## [Tasks to complete]
• A. In the email reply on hotspot bandwidth and quota limits, why are bandwidth (speed) limits not shown in the "users" display tab? Answer in one to three sentences.
• B. According to the email reply on hotspot bandwidth and quota limits, what does a blank second column in the "users" display tab indicate?
• C. Reproduce the part of the email reply on hotspot bandwidth and quota limits starting with "If you are talking" and going on through "by the group.".

## [Source text]
On Wed, Mar 28, 2012 at 1:44 AM, iii iii <ii***t@gmail.com> wrote:
> I have been having a lot of trouble lately with users greatly exceeding
> their bandwidth allowance.
> My desired solution would be to log out such accounts on a per-minute basis.

Before even going down this path, a user can't exceed their
"allowance". If you have set bandwidth limits in the groups (i.e.
256kbps for downlink, and 128kbps for uplink), then the fast the user
can download, is 256kbps. If they are downloading at faster than that
speed, you have a problem with the setup (maybe you created the groups
before Jan and as such the bug fix regarding speed limits wasn't
applied at the time, so recreate the groups).
If you are talking about quota allowance (so not speed, but actual
amount downloaded and uploaded), check that the users are actually in
a group with limits. This was something else that changed around Jan,
where groups no longer have "limits" applied to the group, but have
limits applied to the user at creation time, as defined by the group.
So again, if you created these users and/or groups before the change,
then you'll need to manually apply data limits (quota) to the users.
If you view the user in the "users" display tab, you'll be able to see
data limits in the 2nd column (soon to change to "remaining data" same
as the time limits changed recently). If that column is blank, the
user has no quota for data and can download as much as they want.
Bandwidth limits (speed limits) aren't shown there as they apply to
the whole group and so can be seen in the group area (I'll eventually
make it visible in that area as well).

>
> I have followed the steps listed on Ticket 28: Ability to disconnect active
> users (http://trac.grasehotspot.org/ticket/28), but the command fails.
> >From the command-line I get the following:
>
> $ sudo /bin/echo "User-Name=blah123" | /usr/bin/radclient -x 127.0.0.1:3779
> disconnect radsecret
> Sending Disconnect-Request of id 212 to 127.0.0.1 port 3779
> User-Name = "blah123"
> Sending Disconnect-Request of id 212 to 127.0.0.1 port 3779
> User-Name = "blah123"
> Sending Disconnect-Request of id 212 to 127.0.0.1 port 3779
> User-Name = "blah123"

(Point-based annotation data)
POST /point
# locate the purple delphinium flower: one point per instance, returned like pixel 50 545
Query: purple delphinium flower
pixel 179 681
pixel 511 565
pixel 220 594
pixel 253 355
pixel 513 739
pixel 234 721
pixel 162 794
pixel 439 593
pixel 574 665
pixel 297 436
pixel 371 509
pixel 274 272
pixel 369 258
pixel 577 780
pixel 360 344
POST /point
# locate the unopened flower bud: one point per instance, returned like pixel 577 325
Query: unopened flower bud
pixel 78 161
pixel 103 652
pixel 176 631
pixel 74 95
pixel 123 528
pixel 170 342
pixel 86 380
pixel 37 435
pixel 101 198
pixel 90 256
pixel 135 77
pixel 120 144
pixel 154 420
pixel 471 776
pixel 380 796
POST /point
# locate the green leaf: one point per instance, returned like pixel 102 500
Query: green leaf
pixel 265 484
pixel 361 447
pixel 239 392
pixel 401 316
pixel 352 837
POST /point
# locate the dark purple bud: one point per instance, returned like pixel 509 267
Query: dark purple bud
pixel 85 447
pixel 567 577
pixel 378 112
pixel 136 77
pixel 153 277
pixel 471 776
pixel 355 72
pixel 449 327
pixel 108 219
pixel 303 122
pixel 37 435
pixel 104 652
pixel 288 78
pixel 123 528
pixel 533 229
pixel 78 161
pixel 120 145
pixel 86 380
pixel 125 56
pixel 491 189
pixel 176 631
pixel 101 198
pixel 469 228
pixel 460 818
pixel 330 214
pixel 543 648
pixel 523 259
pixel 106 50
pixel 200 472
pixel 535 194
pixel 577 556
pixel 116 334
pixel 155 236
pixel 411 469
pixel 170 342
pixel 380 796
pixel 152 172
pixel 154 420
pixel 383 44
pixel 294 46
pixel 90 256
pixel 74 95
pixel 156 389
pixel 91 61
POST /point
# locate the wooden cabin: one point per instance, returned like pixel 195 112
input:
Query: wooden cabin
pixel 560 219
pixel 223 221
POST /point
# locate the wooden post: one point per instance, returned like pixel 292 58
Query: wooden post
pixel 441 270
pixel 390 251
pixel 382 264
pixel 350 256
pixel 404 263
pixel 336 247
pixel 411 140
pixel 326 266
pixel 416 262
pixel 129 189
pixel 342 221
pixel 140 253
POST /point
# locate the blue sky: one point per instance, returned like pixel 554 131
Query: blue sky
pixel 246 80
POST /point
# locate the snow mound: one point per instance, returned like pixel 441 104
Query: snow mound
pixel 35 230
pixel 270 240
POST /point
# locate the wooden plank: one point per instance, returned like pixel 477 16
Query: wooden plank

## [Expected results]
• A. Bandwidth limits apply to the whole group rather than to individual users, so they can be seen in the group area instead of the "users" display tab.

• B. It indicates that the user has no data quota and can download as much as they want.

• C.
If you are talking about quota allowance (so not speed, but actual
amount downloaded and uploaded), check that the users are actually in
a group with limits. This was something else that changed around Jan,
where groups no longer have "limits" applied to the group, but have
limits applied to the user at creation time, as defined by the group.